[Labeled-object pointing rows]

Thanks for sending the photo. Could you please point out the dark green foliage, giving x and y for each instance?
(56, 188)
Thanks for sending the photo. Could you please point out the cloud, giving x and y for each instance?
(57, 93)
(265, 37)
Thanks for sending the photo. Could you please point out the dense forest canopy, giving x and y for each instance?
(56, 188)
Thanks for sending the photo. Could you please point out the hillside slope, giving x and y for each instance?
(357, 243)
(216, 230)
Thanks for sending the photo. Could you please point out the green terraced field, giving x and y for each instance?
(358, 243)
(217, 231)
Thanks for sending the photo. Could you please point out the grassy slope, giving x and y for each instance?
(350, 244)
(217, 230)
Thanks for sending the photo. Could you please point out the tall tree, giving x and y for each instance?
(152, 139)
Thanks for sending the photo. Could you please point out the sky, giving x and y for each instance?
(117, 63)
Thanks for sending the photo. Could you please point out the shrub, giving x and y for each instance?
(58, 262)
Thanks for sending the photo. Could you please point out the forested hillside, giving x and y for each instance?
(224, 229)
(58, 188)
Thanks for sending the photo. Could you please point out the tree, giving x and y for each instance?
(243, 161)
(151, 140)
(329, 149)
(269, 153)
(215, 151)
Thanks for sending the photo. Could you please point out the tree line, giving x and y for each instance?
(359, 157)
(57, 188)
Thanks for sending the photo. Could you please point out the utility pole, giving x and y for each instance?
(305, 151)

- REQUIRED TASK
Copy out again, unchanged, the lines running from the line containing "field, giving x and y for each instance?" through the final line of the rows, both of those lines included.

- RESPONSE
Thanks for sending the photo. Could you please point out the green terraced field, giving x and y for each instance?
(358, 243)
(217, 231)
Thanks for sending the photo. Could you please point out the grassy slope, giving x and y for each instance?
(350, 244)
(217, 230)
Thanks for sending the photo. Could you please point out the tall tree, giving x and y for each instance?
(152, 139)
Thanks for sending the photo. Could you please point out the sky, giving x and y for each instance?
(117, 63)
Thanks for sending the photo. Could you please point out the shrub, giving x and y for each instance?
(58, 262)
Thanks for sending the photo. Could you please point out the forested hillside, giving x and y for each instance?
(224, 229)
(58, 188)
Thanks for sending the photo. Could you please point out the tree, giving x and y for each instance?
(243, 161)
(151, 140)
(329, 149)
(269, 153)
(215, 151)
Thanks for sending the photo. Could you please point out the tree line, giving x and y for each instance?
(359, 157)
(57, 188)
Thanks for sending the photo. Could you please point out the utility pole, giving x and y for each instance?
(305, 151)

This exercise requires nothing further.